■ Given exercise ■
Rewrite the data below with every "backdrop" changed to "background" and everything else kept the same. Leave the pictures out of your answer.

■ Data lines ■
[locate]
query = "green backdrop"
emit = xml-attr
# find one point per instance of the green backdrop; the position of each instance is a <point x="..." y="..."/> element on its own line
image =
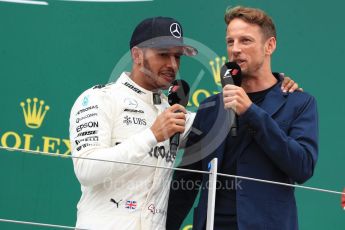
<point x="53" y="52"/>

■ Task response ■
[locate]
query = "green background"
emit = xml-attr
# find one point per instance of the green background; the position of each instance is a <point x="..." y="..."/> element on its own line
image =
<point x="53" y="52"/>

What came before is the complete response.